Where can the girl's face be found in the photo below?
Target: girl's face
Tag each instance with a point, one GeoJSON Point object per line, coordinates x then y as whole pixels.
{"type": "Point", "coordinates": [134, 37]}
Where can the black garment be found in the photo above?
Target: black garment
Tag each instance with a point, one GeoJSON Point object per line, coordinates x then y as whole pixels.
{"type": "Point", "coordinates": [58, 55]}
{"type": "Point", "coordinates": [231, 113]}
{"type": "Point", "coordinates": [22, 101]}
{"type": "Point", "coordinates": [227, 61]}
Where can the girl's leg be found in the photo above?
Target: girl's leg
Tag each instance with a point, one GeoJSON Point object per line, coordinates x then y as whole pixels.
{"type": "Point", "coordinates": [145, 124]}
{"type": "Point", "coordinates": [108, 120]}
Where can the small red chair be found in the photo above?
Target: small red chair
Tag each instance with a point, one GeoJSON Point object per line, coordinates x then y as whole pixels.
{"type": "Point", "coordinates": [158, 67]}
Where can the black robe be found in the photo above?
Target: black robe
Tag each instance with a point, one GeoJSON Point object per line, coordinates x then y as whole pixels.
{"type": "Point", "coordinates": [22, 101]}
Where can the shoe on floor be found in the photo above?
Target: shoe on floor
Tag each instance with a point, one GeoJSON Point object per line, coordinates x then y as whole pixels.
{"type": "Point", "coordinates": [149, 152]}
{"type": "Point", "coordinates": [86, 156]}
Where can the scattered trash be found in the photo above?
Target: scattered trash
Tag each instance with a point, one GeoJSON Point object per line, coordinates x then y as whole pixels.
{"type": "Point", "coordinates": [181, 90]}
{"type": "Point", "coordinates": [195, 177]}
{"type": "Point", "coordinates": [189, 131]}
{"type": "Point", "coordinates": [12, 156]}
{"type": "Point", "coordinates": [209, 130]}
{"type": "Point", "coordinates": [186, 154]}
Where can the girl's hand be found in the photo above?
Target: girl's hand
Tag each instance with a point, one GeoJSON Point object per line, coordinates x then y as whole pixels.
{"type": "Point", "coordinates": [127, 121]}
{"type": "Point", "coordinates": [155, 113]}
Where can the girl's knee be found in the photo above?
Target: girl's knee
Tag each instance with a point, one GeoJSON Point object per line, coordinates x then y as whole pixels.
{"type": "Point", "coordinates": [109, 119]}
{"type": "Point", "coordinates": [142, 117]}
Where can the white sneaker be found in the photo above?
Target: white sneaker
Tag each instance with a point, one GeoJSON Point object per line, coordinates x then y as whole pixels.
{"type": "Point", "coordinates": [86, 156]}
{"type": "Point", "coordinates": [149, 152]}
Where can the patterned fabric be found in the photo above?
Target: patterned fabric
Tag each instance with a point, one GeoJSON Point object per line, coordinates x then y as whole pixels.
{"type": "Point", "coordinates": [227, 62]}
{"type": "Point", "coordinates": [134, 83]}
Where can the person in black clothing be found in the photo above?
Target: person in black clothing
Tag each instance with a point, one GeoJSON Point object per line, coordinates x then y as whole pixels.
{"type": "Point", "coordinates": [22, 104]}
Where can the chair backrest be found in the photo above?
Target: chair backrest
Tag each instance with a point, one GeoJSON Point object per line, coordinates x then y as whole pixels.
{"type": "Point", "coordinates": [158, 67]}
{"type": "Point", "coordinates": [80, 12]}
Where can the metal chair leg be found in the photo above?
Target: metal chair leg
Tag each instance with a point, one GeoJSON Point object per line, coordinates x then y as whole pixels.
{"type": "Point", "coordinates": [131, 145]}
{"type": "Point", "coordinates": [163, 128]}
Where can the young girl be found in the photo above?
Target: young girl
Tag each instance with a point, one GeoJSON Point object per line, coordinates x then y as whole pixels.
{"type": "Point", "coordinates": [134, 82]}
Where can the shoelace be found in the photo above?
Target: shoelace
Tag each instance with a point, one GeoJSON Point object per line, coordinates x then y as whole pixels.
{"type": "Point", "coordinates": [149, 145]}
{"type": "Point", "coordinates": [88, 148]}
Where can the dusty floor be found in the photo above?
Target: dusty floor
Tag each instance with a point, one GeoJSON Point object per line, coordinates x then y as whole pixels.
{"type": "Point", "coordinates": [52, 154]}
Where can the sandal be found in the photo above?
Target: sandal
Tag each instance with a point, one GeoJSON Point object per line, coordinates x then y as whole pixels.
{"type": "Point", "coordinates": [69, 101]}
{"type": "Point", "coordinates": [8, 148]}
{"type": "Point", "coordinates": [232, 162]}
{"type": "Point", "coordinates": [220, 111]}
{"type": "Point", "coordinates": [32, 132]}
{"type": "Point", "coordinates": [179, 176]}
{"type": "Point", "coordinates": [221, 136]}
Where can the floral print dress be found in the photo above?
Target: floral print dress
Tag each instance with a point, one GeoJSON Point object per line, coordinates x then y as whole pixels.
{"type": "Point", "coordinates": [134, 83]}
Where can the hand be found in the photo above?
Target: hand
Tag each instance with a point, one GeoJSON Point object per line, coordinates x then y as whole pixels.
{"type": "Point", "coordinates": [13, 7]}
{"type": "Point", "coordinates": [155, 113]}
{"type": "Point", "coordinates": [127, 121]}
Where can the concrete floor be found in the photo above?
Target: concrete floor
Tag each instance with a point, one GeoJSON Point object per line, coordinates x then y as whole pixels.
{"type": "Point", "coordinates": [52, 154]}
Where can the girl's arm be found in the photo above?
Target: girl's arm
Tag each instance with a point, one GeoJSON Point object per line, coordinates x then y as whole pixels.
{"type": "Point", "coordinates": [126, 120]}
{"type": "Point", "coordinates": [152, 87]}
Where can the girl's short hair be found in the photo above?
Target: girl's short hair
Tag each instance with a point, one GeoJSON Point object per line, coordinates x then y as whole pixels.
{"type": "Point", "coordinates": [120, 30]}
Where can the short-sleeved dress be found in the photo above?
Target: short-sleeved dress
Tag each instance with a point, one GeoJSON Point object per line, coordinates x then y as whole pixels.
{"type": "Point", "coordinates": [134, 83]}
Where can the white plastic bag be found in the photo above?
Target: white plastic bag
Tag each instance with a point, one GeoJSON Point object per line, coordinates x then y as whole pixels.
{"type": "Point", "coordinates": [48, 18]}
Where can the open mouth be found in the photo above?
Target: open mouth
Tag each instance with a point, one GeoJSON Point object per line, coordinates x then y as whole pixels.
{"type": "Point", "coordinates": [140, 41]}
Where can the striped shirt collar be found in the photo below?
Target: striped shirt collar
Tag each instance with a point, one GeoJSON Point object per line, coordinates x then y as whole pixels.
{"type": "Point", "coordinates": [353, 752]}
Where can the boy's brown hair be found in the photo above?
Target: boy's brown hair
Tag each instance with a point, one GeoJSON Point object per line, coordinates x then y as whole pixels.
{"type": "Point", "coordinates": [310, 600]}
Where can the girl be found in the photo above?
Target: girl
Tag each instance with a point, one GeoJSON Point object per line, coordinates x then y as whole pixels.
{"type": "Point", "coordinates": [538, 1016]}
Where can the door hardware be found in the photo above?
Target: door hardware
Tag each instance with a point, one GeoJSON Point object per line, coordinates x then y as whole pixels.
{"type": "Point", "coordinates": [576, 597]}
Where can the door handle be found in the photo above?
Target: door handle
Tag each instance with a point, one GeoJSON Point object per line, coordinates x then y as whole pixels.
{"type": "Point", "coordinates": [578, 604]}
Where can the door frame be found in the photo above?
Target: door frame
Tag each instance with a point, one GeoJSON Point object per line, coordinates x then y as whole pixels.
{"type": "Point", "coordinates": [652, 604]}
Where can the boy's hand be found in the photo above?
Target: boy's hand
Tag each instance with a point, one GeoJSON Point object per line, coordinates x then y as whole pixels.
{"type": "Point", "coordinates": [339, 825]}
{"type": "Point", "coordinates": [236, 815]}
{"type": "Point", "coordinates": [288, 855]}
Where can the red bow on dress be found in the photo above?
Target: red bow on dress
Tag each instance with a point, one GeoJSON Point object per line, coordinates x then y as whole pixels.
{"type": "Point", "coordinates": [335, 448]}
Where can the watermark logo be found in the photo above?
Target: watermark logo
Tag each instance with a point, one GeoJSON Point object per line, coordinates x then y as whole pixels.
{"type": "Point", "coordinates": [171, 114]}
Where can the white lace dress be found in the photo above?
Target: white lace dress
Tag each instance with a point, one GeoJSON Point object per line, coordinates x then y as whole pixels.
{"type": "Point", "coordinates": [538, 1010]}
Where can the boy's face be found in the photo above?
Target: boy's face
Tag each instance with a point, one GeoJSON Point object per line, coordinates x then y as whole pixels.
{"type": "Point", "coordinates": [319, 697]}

* * *

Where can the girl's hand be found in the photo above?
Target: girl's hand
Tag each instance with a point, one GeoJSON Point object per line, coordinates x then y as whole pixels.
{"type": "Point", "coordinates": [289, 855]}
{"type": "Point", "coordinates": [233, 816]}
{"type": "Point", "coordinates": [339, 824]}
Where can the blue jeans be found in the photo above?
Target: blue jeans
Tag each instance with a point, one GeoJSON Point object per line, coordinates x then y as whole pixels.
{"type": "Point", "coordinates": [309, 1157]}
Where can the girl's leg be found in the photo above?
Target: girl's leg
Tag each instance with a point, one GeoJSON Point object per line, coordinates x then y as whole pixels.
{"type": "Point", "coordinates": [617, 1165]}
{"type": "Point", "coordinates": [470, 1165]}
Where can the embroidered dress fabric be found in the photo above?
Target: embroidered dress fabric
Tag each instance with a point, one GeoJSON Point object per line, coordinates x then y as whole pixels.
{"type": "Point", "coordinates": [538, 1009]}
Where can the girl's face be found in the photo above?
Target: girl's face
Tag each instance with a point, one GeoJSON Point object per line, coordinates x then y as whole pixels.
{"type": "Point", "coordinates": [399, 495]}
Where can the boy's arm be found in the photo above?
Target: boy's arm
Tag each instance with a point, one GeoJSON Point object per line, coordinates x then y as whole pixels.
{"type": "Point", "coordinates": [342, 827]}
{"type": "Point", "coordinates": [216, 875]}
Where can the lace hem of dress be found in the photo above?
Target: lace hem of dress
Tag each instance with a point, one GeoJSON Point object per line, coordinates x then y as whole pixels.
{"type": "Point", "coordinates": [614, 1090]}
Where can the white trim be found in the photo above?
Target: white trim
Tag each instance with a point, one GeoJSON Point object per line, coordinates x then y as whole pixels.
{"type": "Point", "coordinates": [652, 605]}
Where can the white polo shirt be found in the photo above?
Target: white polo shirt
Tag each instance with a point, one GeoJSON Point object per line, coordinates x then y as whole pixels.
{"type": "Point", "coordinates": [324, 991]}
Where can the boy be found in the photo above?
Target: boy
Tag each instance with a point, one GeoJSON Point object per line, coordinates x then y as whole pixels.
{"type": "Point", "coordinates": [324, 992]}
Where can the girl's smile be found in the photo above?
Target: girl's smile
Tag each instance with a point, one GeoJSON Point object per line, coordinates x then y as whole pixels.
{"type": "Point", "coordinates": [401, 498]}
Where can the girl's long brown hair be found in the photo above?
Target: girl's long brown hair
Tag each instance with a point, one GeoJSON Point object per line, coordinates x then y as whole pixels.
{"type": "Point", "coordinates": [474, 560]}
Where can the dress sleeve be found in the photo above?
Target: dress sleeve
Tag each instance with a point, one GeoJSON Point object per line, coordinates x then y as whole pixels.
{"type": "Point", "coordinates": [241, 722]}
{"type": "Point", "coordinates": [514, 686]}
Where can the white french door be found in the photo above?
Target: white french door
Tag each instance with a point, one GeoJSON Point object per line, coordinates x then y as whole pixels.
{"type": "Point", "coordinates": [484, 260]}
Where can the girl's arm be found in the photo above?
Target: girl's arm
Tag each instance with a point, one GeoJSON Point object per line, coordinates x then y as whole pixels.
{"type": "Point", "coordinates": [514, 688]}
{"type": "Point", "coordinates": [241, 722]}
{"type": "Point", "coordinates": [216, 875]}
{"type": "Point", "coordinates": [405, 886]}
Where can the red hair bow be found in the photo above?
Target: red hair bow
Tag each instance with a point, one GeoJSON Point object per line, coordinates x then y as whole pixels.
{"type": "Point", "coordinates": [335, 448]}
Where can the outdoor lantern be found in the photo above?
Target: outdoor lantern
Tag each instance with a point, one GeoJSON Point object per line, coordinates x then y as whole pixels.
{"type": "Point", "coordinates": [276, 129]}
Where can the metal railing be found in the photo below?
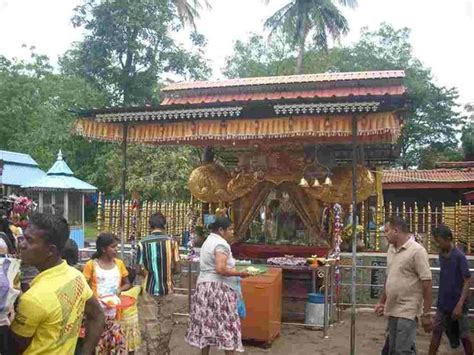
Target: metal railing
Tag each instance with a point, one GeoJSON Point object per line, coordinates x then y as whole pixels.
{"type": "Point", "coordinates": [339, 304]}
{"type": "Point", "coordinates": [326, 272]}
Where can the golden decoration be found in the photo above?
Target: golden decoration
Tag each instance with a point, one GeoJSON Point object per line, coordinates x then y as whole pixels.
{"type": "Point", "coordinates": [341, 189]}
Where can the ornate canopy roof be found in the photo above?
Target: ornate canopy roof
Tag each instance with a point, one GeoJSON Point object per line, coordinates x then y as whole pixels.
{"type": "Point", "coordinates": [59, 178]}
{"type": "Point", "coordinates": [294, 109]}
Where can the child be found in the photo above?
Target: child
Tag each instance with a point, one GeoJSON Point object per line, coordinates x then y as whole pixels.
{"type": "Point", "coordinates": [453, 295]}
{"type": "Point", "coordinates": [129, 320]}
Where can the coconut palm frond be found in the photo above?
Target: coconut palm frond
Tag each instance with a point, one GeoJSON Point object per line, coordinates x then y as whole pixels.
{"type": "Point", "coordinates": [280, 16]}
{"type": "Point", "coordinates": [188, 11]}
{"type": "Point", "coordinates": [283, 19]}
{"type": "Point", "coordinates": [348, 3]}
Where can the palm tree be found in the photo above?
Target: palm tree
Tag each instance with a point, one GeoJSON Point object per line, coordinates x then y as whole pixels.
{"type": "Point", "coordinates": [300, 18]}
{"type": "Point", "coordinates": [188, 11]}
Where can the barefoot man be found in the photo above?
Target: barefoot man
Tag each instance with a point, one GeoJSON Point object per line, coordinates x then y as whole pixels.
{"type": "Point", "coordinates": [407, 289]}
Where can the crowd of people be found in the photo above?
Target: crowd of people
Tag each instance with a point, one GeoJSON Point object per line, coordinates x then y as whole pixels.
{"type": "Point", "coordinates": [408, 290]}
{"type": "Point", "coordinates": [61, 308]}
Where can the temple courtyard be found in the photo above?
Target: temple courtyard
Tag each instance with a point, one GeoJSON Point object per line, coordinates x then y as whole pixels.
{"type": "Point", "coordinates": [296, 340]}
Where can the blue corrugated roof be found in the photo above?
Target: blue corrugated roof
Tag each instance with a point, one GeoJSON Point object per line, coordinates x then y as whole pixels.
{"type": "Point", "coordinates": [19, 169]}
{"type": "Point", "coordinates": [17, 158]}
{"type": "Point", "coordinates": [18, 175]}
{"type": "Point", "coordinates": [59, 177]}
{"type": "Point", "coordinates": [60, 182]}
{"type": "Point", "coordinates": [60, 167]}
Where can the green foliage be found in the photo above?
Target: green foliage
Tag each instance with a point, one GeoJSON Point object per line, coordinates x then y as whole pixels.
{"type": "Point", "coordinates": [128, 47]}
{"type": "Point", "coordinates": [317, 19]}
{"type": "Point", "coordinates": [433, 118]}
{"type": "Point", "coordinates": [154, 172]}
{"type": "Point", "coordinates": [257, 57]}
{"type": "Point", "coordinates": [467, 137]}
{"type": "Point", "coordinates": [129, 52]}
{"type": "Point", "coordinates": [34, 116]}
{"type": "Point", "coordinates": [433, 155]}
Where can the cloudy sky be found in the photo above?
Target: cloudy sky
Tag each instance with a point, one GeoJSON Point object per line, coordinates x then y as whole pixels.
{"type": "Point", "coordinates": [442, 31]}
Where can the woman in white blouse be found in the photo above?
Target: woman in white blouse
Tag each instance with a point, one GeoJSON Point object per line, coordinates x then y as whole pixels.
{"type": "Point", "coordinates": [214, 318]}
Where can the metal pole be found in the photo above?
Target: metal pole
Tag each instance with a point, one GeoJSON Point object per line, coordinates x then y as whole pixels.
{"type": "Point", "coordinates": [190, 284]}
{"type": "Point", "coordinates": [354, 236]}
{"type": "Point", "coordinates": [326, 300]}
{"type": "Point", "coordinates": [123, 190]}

#### Task directions:
From the records above, pick out each line containing the word "knee" and copy it. Treat uppercase and lowercase as different.

#### Response to the task:
Where can the girl's knee be found in the photo above?
Target: girl's knee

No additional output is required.